EXERCISE DATA Start Marker

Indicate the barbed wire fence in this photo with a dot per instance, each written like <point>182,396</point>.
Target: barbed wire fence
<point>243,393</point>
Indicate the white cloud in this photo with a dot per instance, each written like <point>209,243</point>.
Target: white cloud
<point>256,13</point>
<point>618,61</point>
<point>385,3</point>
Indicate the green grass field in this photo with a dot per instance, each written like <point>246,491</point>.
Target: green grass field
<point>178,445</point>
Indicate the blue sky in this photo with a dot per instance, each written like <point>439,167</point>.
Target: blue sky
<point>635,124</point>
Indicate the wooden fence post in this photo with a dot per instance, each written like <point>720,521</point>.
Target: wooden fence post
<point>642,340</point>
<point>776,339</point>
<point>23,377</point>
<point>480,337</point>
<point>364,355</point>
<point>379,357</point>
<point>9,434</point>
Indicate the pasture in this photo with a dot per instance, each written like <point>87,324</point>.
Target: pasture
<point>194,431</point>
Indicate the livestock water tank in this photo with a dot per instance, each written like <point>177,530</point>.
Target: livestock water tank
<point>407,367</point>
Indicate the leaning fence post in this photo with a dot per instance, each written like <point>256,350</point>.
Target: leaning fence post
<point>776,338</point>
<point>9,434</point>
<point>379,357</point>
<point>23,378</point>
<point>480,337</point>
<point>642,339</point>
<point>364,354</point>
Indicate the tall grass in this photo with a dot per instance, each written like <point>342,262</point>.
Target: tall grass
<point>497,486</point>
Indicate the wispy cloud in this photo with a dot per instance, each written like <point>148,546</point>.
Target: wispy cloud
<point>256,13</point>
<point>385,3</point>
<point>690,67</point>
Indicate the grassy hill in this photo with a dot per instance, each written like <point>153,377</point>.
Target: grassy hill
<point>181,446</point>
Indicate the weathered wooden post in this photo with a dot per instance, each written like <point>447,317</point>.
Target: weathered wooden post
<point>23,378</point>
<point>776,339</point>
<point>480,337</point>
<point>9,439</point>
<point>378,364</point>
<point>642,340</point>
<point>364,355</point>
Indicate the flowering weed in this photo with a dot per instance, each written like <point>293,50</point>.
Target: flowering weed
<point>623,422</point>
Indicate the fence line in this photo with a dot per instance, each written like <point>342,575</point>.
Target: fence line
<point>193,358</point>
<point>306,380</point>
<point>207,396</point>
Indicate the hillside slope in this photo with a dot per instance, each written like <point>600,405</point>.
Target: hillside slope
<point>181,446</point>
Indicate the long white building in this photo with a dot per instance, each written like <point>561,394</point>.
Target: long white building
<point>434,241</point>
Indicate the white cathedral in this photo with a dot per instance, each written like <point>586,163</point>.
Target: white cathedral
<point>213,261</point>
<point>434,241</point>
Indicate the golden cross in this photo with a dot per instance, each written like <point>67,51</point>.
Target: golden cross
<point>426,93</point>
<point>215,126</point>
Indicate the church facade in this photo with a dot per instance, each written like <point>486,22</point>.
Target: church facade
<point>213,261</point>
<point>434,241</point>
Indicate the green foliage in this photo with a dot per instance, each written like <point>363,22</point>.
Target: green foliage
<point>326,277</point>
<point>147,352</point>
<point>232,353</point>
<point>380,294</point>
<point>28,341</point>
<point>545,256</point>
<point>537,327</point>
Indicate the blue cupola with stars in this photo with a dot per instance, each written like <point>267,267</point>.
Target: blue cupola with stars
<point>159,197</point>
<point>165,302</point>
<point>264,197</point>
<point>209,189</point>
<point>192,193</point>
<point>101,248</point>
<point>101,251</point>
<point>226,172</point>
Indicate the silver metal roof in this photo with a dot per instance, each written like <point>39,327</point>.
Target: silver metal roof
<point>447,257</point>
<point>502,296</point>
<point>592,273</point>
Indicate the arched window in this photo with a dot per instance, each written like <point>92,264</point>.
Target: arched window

EXERCISE DATA End Marker

▶ [AIM OF THE EXERCISE]: Determine how many lines of the entries above carry the string "window", and give that number alone.

▶ [ANSWER FOR THIS EXERCISE]: 2